Slovakia’s markets run from late November to 23 December when Slovaks take a break to engage in the time-honoured tradition of wrestling live carp into their bathtubs. They leave them to live in the water so they’re as fresh as possible for the main feast, when they’re fried and served with potato salad on Christmas Eve.
5. Bucharest and Sibiu, Romania
Christmas celebrations in Romania begin after St Andrew’s Day (30 November) when Romanians ward off ghosts and marauding vampires with cloves of garlic. At the festive market in Bucharest, reindeer sleigh-rides and handicrafts, including masks, traditional Romanian costumes and musical instruments, count among the highlights. As does chec cu nucă – panettone laced with rum and studded with candied walnuts. Plum brandy and gingerbread also feature prominently, but pride of place is reserved for the humble pig. Out of respect for a long-standing tradition, many Romanian families still slaughter a pig on Ignat Day (20 December) every year. Those with a penchant for nose-to-tail eating might wish to try the final dishes, which include caltaboș – sausages made using heart, liver and lung – and tobă – trotters and ears suspended in aspic, served in the animal’s stomach.
Idyllic Sibiu, one of Transylvania’s beautiful medieval towns, also holds a market and is well worth a visit. Here trout, smoked and wrapped in the boughs of a fir tree, is among the offerings, but the main attraction is the huge hand-carved lime-wood nativity scene, which shelters beneath the branches of the Christmas tree in the central square.
6. Lviv, Ukraine
From early December, the streets of Lviv echo to the sounds of kolyada (Ukrainian Christmas songs) as carol singers wind their way between the garlanded wooden houses in the city’s central square. Watch processions of children in peasant costume carrying hunting horns and didukh – sheaves of wheat which pay tribute to Ukraine’s agrarian heritage and symbolise a family’s ancestors. Enjoy a piece of medivnyk – spiced honey cake – or doughnuts (pumpushki) buried under a snow-storm of icing sugar and wait for the main event: the spectacular puppet shows for which the city is famous. Every year, on 23 of December, bibles stories are played out in front of the city hall using giant wooden puppets, some as tall as two metres, illuminated by fireworks displays, and smouldering braziers.
Where better to do a spot of Christmas shopping than the birth place of Sinterklaas (Santa Claus) himself? In Amsterdam, celebrations begin on Saint Nicholas’ Eve (5th of December) with a host of processions to mark the Saint’s arrival in the city.
Amsterdam also plays host to a variety of festive markets throughout the month of December with ice-rinks and handy-craft stalls filling the streets of Leidseplein and Koningsplein. Take a break from mulled wine and mince pies and try Oliebollen, delicious warm doughnuts studded with dried fruit and citrus zest: the Dutch festive treat of choice.
Wander along the canals and marvel at the reflections of the Christmas lights that hang from the trees and be sure to visit the Bloemenmarkt, the city’s floating flower market, which rustles with freshly cut pines in the run up to Christmas. If you’re really lucky, and the temperatures tumble, you can watch as hundreds of skaters take to the city’s frozen waterways.
When it comes to the quirky and the subversive, Christmas in Catalonia takes some beating. Almost as much beating as a Tió de Nadal, the scatological festive piñata for which the region is famous. More commonly known as a Caga tió (‘shitting log’), this Christmas mascot is a common sight on the market stalls of Barcelona’s Fira de Santa Llúcia, which runs from the 30th of November to the 23rd of December and celebrates its 227th anniversary this year.

■ **Dataset excerpt**
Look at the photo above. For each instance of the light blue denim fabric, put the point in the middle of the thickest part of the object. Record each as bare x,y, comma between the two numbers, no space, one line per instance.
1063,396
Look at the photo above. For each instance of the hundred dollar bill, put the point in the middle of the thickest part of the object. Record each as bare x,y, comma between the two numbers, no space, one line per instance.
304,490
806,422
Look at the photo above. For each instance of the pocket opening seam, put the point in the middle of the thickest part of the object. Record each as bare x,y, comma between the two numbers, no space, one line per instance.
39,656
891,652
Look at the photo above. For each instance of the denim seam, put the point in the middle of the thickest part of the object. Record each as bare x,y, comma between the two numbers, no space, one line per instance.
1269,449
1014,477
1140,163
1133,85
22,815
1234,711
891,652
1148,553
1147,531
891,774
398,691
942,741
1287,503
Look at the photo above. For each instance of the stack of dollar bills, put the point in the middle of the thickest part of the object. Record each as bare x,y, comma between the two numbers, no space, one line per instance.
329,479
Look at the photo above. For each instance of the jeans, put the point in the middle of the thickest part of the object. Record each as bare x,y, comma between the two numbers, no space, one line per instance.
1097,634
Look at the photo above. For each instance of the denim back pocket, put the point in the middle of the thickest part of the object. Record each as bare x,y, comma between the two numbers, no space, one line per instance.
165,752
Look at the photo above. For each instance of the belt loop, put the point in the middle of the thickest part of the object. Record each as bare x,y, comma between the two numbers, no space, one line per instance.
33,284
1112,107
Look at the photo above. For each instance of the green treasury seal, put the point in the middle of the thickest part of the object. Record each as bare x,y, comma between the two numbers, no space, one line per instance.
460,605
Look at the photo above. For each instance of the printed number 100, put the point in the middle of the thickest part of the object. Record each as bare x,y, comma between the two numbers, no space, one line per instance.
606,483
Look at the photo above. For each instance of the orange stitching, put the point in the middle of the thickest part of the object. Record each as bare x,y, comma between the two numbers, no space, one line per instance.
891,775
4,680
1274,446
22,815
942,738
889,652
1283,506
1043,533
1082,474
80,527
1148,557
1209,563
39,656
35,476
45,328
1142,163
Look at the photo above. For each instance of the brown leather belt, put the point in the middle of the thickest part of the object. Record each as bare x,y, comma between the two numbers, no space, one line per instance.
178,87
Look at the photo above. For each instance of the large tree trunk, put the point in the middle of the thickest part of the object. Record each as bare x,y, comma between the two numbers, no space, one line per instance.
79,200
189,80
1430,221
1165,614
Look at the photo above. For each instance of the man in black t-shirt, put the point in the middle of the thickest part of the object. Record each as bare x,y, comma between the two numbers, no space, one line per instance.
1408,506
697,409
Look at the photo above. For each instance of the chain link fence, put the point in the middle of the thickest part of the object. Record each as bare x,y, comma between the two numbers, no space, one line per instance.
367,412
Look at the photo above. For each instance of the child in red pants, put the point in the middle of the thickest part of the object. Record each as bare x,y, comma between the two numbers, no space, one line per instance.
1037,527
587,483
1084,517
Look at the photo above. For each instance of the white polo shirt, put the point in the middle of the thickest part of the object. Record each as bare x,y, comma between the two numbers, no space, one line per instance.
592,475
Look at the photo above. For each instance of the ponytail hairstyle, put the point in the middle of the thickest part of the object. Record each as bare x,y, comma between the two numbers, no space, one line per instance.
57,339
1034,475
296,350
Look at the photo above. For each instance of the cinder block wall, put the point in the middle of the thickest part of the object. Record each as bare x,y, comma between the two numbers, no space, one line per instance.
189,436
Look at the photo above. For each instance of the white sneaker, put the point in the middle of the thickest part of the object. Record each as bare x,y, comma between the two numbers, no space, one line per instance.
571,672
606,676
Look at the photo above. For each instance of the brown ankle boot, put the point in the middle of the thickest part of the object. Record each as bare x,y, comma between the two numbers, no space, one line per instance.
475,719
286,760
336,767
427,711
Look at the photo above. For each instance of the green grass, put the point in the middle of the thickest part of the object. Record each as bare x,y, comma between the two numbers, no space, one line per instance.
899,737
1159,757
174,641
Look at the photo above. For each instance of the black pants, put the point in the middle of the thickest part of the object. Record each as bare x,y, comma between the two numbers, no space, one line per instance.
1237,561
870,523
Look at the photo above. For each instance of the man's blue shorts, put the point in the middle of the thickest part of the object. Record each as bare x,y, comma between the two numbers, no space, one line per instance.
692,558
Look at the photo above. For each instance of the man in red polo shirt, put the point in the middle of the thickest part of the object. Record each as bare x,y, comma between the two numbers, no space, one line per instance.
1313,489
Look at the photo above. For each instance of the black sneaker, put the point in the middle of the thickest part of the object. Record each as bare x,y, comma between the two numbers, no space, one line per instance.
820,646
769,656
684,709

■ **Directive A**
Write out the records from the line containing "in red polo" through the final line of the records, inclusive, reproducing each line without changes.
■ **Directive B**
Continue the article on European Christmas markets, picking up right after its final sentence.

■ **Expected answer A**
Look at the photo above. For each instance of the man in red polo shirt, put the point in the middle of the thickest part of the object. Record each as bare x,y, comma between the two numbers, no space, one line per instance.
1313,489
Look at the photo above. For each instance of the black sneaker, put the point in the middle of the thickest part of the object. Record each as bare x,y, comma between the two numbers, no space, one line per instance.
820,646
769,656
684,709

■ **Expected answer B**
Christmas in Madrid is an equally colourful affair, with nativity scenes and crimson poinsettias adding to the festive cheer. But if you’re still feeling the cold, why not take a trip to Granada and warm yourself by one of the city’s hogueras, the crackling bonfires lit to mark the Winter Solstice on the 21st of December? Tradition dictates that locals leap through the flames to protect themselves from illness, a somewhat dramatic attempt to avoid the winter flu but a spectacle not to be missed.
Christmas in Jersey is a celebration of the Island’s French Norman heritage. In St Helier, La Fête dé Noué, the Island’s Christmas festival, runs from the 30th of November to the 15th of December. With canopies of Christmas lights, stalls heaving with stocking fillers, candle-lit museum tours and children’s lantern parades, it has something for everyone. There are plenty of Norman delicacies on offer too including saucisson, cider and buttery crepes dusted with icing sugar.
Rome’s tourist hordes thin a little in the winter months making this the perfect time to visit the Italian capital. In December, the Piazza Navona is crammed with stalls selling all manner of gaudy gifts but the Eternal City also has plenty to offer those who like their Christmas a little less commercial. Midnight Mass in St Peter’s Basilica is an unforgettable experience and the more intimate surroundings of the Pantheon provide the perfect setting for some seasonal reflection. With nativity scenes adorning the streets of Vatican City and the smell of roasting chestnuts drifting through the wintry air, a Christmas visit to the home of Catholicism is a memorable experience, whatever your religious leanings.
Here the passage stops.